Data entries:
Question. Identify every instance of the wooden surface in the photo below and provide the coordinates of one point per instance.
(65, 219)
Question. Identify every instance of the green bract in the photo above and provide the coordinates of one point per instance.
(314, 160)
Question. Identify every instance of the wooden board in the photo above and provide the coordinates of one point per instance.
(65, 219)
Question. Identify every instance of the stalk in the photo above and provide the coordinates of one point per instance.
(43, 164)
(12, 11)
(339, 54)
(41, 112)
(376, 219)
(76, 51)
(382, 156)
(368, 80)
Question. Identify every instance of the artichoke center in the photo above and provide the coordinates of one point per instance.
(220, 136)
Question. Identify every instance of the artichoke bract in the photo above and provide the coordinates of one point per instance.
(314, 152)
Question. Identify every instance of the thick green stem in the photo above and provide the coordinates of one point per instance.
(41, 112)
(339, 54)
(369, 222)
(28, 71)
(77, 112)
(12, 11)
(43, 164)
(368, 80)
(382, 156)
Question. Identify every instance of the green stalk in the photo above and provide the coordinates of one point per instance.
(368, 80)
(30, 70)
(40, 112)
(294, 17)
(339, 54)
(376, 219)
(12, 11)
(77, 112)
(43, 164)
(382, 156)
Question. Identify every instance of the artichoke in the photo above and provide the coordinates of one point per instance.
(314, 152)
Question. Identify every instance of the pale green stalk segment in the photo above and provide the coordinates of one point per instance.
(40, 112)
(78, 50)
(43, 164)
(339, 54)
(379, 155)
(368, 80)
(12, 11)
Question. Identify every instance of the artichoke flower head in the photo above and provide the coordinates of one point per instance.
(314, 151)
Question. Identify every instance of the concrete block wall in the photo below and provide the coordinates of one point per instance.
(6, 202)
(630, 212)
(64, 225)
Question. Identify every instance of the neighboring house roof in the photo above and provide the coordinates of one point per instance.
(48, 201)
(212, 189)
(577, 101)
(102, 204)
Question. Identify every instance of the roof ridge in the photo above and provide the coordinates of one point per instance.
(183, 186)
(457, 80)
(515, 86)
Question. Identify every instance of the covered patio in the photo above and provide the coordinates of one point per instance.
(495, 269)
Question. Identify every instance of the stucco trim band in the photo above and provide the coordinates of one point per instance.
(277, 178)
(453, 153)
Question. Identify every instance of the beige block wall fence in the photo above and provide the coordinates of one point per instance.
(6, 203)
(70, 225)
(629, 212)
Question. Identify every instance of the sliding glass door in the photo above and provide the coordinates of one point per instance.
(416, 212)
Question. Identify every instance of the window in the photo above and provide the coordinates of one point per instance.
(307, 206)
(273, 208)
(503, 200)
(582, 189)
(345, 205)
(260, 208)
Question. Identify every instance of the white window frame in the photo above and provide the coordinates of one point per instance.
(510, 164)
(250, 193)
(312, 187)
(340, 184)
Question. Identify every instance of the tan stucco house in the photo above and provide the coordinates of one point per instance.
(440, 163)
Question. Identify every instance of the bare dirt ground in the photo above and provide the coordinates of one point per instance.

TASK DIRECTIONS: Would you copy out each line exactly as written?

WRITTEN SOLUTION:
Question. Identify every instance of the wooden surface in the photo below and provide the coordinates of one point per instance.
(65, 219)
Question. Identify every instance of the green bract in the photo above and provide the coordinates of one point per instance.
(314, 160)
Question. Identify every instance of the wooden board in the photo above and provide the coordinates of one point per instance.
(65, 219)
Question. Identify every instance of the stalk in the photo above and provide the coordinates of one point per instance.
(43, 164)
(12, 11)
(339, 54)
(41, 112)
(376, 219)
(76, 51)
(382, 156)
(368, 80)
Question. Identify every instance of the artichoke center in the photo above and provide the coordinates of one point per instance.
(220, 136)
Question. Identify every instance of the artichoke bract in the photo above and provide the coordinates of one point per instance.
(314, 152)
Question. Identify every instance of the thick green stem in the photo above and provide the coordinates of one point per instance.
(41, 112)
(339, 54)
(369, 222)
(28, 71)
(77, 112)
(12, 11)
(43, 164)
(368, 80)
(382, 156)
Question. Identify every instance of the green stalk in the photo above and provide the coordinates of one point per instance.
(368, 80)
(30, 70)
(40, 112)
(294, 17)
(339, 54)
(376, 219)
(12, 11)
(77, 112)
(43, 164)
(382, 156)
Question. Identify every instance of the artichoke in the photo above and provide the coordinates of one point per instance.
(314, 152)
Question. Identify every instance of the pale green stalk segment in the photo above and provide the coordinates of one point per instance.
(40, 112)
(78, 50)
(43, 164)
(339, 54)
(379, 155)
(368, 80)
(12, 11)
Question. Identify every instance of the artichoke flower head in the photo above and provide the coordinates of one point per instance.
(314, 151)
Question. Identify every instance of the concrete block wall in the photo below and provide the coordinates of one point per instance.
(6, 202)
(630, 212)
(64, 225)
Question. Identify every instance of the neighboring house roof in the photo above and provide the coordinates of one point per instance.
(48, 201)
(212, 189)
(577, 101)
(102, 204)
Question. Identify every instance of the roof ridge in the photo above and provide the coordinates of one point per instance.
(183, 186)
(457, 80)
(515, 86)
Question. Identify every instance of the covered patio in the photo above and provide the coordinates of one point per instance.
(495, 269)
Question. Identify every instance of the stucco trim band in the photo above and provide the coordinates of one point per instance.
(277, 178)
(453, 153)
Question. Identify every instance of the beige block wall fence in the photo above and provide the coordinates of one point per instance.
(6, 203)
(70, 225)
(629, 212)
Question. Identify every instance of the sliding glass door in the photo above and provide the coordinates of one point per instance.
(416, 212)
Question. Identify every instance of the window in the photo above and provide the coordinates of one point per instance.
(307, 206)
(273, 208)
(503, 200)
(582, 189)
(345, 205)
(260, 208)
Question. Identify every instance of the white window frame in the photo above and provide the coordinates of one point per instance.
(510, 164)
(250, 193)
(312, 187)
(340, 184)
Question. Identify every instance of the tan stucco house in the photo above and provide the coordinates of one point per instance.
(440, 163)
Question. Identify every instance of the bare dirt ground in the photo above and provide the coordinates of one point per instance.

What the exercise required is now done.